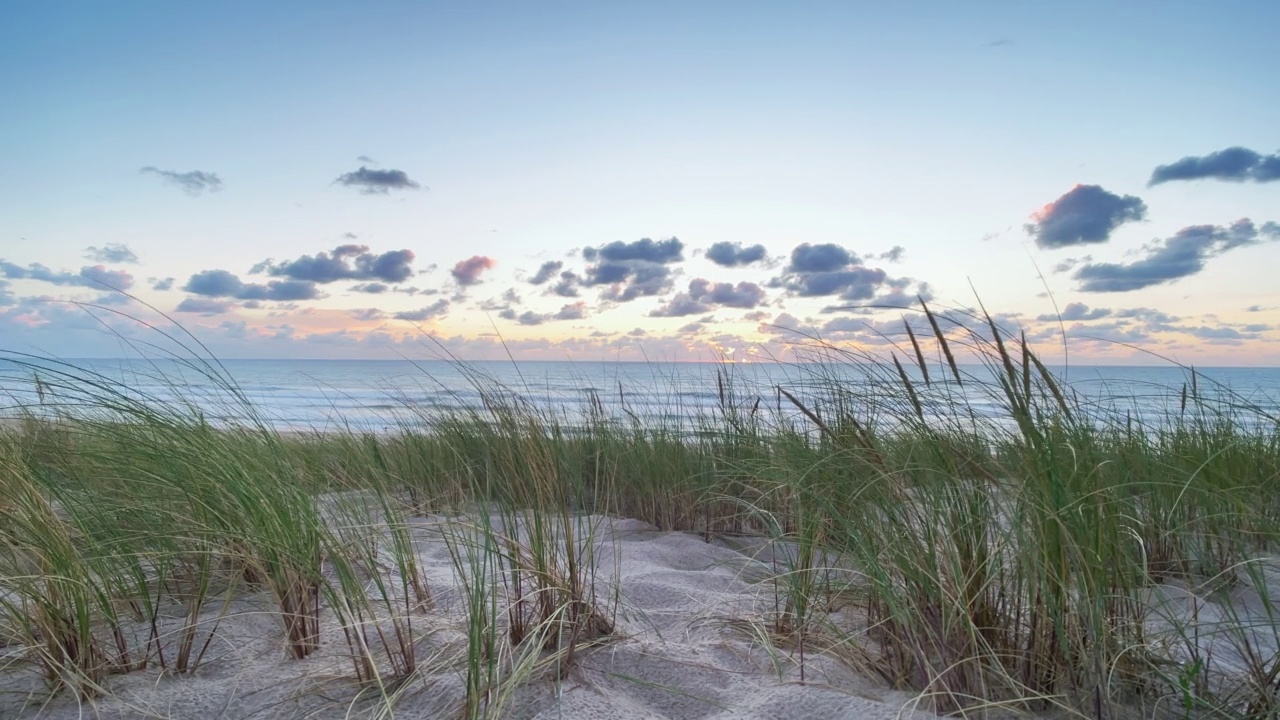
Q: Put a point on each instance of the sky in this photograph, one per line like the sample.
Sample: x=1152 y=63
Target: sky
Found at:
x=663 y=181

********************

Reproduce the records above word for word, omitting the pictures.

Q: Put a point on each instance of the sky in this photograph, one per line like the sample.
Sample: x=1152 y=63
Target: sky
Found at:
x=663 y=181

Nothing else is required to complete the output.